Exercise goal - Every line from the one containing "of the blue" to the final line of the material below must be reproduced exactly; leave out all other lines.

The data -

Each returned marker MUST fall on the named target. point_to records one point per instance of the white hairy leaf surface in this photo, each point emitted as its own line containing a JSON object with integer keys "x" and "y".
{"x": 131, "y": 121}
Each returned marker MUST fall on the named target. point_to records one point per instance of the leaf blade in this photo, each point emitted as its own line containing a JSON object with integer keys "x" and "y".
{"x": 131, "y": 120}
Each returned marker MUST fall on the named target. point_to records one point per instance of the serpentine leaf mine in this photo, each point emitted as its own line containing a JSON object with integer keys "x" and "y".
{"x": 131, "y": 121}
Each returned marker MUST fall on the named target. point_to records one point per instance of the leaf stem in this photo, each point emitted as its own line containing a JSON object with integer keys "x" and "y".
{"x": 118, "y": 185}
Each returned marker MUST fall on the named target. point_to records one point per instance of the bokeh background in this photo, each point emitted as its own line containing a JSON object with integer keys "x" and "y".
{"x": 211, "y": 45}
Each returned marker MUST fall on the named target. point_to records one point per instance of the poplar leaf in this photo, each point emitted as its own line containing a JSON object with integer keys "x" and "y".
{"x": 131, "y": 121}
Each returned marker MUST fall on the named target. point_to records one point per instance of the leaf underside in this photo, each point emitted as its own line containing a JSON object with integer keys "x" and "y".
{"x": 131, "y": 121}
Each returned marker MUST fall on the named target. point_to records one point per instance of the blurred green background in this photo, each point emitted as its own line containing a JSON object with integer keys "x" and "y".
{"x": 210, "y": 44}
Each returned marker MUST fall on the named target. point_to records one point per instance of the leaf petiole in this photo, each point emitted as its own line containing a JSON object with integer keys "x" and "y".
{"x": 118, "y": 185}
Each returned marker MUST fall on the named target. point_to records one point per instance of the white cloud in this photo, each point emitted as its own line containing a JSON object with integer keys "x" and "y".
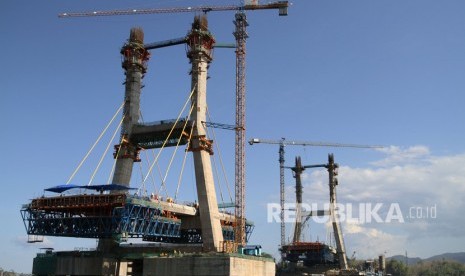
{"x": 413, "y": 178}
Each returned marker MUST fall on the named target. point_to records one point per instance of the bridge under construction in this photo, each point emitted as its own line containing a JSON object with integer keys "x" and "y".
{"x": 112, "y": 214}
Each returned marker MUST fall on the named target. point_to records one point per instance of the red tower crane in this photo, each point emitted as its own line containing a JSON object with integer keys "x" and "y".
{"x": 240, "y": 34}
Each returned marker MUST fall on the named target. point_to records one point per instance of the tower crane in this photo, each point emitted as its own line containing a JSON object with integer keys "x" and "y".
{"x": 241, "y": 35}
{"x": 282, "y": 143}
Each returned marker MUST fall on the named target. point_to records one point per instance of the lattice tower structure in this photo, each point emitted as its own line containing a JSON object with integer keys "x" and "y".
{"x": 241, "y": 35}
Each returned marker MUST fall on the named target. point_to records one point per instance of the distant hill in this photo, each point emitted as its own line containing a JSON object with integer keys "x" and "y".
{"x": 458, "y": 257}
{"x": 401, "y": 258}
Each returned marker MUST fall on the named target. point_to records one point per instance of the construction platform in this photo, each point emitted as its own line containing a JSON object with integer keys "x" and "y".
{"x": 120, "y": 216}
{"x": 141, "y": 263}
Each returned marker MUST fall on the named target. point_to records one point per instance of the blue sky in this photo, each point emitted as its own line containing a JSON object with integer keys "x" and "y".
{"x": 358, "y": 71}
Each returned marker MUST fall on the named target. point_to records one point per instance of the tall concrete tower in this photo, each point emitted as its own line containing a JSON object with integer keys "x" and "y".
{"x": 134, "y": 62}
{"x": 135, "y": 57}
{"x": 200, "y": 43}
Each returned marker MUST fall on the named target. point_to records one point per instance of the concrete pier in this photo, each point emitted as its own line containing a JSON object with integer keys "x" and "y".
{"x": 147, "y": 264}
{"x": 200, "y": 43}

Exercise answer -
Each returned marker MUST fall on the named target. point_to records one point per instance of the blue sky in this photo, each point emitted as its own line containing a JSON object with integer keys "x" and "y".
{"x": 358, "y": 71}
Each returned marker MUST fall on the named target. point_to records one point per instance of the tall concrete tower in this photo, each point emitted as its own line containing a JSON object with integer keys "x" and "y".
{"x": 134, "y": 62}
{"x": 135, "y": 57}
{"x": 200, "y": 43}
Each returned marker MUST fall on the named target. point_to records one point per instance of the concrete pier in this photo, each point emitted as its own line containing a JSON object with integer keys "x" and "y".
{"x": 147, "y": 264}
{"x": 200, "y": 43}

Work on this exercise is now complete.